Pointing lines:
+---+

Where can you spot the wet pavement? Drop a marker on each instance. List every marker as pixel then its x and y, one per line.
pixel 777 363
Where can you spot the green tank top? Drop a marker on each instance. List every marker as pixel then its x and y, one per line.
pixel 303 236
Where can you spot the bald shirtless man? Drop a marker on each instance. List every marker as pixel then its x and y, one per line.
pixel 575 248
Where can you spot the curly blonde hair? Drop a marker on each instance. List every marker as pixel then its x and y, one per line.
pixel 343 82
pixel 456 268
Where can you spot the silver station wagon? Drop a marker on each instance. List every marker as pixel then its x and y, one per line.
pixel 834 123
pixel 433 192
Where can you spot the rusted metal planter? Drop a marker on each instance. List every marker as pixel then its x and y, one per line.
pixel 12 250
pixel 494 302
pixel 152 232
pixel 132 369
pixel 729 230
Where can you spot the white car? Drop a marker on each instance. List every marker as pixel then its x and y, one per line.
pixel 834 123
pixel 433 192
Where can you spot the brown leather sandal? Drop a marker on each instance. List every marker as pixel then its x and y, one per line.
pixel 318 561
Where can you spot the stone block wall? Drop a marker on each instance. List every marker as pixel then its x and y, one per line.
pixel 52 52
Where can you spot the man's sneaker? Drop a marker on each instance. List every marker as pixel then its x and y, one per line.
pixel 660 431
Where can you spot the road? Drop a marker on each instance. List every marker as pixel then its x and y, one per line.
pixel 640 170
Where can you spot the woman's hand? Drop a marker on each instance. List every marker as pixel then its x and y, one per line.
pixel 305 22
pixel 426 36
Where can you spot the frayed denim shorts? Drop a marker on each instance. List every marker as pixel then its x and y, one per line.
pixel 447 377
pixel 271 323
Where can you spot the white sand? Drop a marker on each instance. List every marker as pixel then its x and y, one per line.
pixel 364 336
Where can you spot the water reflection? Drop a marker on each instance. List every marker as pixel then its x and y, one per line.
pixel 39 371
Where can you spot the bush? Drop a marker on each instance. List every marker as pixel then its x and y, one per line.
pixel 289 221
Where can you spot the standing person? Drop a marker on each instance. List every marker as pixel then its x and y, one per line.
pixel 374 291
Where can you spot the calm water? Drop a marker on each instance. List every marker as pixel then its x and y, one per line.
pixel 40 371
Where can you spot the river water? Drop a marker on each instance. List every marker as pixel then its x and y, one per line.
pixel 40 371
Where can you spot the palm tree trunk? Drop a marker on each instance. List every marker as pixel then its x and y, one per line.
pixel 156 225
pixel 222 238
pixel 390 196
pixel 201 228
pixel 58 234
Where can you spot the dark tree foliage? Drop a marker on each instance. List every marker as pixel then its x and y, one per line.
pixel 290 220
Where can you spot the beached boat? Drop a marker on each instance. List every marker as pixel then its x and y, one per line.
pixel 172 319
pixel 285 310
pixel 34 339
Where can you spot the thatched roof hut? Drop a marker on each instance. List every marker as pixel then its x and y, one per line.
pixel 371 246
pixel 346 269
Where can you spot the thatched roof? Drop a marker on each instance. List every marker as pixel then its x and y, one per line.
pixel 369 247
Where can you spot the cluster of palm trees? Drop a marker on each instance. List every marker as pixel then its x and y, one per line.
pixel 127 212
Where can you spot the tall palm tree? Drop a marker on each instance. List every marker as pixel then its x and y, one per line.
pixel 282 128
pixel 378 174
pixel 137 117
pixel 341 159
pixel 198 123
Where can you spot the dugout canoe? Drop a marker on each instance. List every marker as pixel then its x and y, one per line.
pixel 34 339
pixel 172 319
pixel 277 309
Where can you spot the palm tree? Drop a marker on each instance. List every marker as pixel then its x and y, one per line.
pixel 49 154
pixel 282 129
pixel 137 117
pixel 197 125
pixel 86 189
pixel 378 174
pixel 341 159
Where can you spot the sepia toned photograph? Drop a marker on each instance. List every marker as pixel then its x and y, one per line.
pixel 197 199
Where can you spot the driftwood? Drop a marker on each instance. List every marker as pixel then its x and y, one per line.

+---+

Reproduce all of these lines with "Drop a marker" swapped for "Place a marker" everywhere it occurs. Keep everything else the same.

# Response
Where can you spot the wet pavement? Place a marker on each instance. List every marker as pixel then its x and y, one per line.
pixel 777 363
Where can you spot the green tank top? Place a marker on each instance. List every marker as pixel then its x and y, one per line.
pixel 303 236
Where can you spot the bald shirtless man? Place a marker on each instance. List every marker as pixel then its x and y, one per line.
pixel 575 248
Where can you spot the curly blonde hair? Place a marker on each instance. List every marker as pixel then its x and y, one per line.
pixel 343 82
pixel 456 268
Where can you spot the silver station wagon? Place a marker on each instance. List every marker as pixel then its x and y, one per line.
pixel 834 123
pixel 433 192
Where can you spot the rusted metal planter? Place a marker on each instance. List every marker as pixel then its x and y, one per line.
pixel 12 250
pixel 494 302
pixel 152 232
pixel 132 369
pixel 729 230
Where can you spot the white car? Place a marker on each instance. List every marker as pixel then its x and y, one per line.
pixel 834 123
pixel 433 192
Where can you spot the brown leather sandal? Place a marker on each instance. List every marker as pixel then its x and y, one per line.
pixel 318 561
Where can you spot the stone block wall? Place a marker on each instance. List every marker as pixel then its x and y, one per line.
pixel 52 52
Where can you spot the man's sneaker? Place a marker on each instance. List every marker as pixel then its x and y, one per line.
pixel 660 431
Where can you spot the road? Place a marker on each instance. List every marker as pixel then its x and y, one per line.
pixel 640 170
Where can you spot the woman's hand? Place a marker on each instance. List every marker as pixel then its x and y, one per line.
pixel 305 22
pixel 426 36
Where can you spot the frayed denim shorts? Place a marker on each instance. List every marker as pixel then its x and y, one per line.
pixel 447 377
pixel 271 323
Where can you spot the white sand? Place a marker on each instance. List every marker as pixel then its x and y, one per line.
pixel 364 336
Where can you spot the water reflection? Place a marker on each instance. List every marker as pixel then its x and y, one per line.
pixel 39 371
Where can you spot the bush? Place a marker on each instance. List every marker as pixel then its x and y, one per line.
pixel 289 221
Where can you spot the standing person? Place a marker on each instance. List every marker as pixel then its x and y, one per line.
pixel 374 291
Where can you spot the calm water? Place a marker on each instance. List every marker as pixel then its x and y, one per line.
pixel 40 371
Where can you spot the river water? Place a marker on each instance. List every marker as pixel then its x and y, one per line.
pixel 40 371
Where can you spot the palm tree trunk? Place a marker on each instance. List every marker as pixel then its x and y, one per line.
pixel 156 225
pixel 222 238
pixel 390 196
pixel 201 228
pixel 58 234
Where can you spot the dark tree foliage? Place a marker on each instance. List every marker as pixel then its x and y, one per line.
pixel 290 220
Where can you spot the beached boat? Place a marker on each instance. List every marker as pixel then its x and y, one per line.
pixel 172 319
pixel 285 310
pixel 34 339
Where can you spot the thatched roof hut? Place a marker on each instance. List every marker as pixel then its x and y, one per line.
pixel 371 246
pixel 346 269
Where can you spot the thatched roof? Place a marker on each instance. List every marker as pixel then its x and y, one per line.
pixel 369 247
Where can you spot the cluster of palm trees? Place a marker on each instance. List every marker as pixel then its x and y, one per line.
pixel 127 212
Where can you spot the tall palm tree? Place a marker on each instance. List every marker as pixel then its x and y, one per line.
pixel 282 128
pixel 378 174
pixel 137 117
pixel 341 159
pixel 198 123
Where can you spot the dugout canoe? Place a marker on each instance. List every marker as pixel then its x and y, one per line.
pixel 34 339
pixel 172 319
pixel 277 309
Where can you spot the palm tree? Place a marker on each instance. List every marker as pixel then its x and y, one per line.
pixel 49 154
pixel 282 129
pixel 137 117
pixel 197 125
pixel 86 189
pixel 378 174
pixel 341 159
Where can you spot the sepia toned photograph? Place a marker on each instance. List every marker as pixel then its x and y, one per line.
pixel 197 199
Where can you spot the driftwood? Place a marker on each instance. List every marker as pixel then its x and y, one per line.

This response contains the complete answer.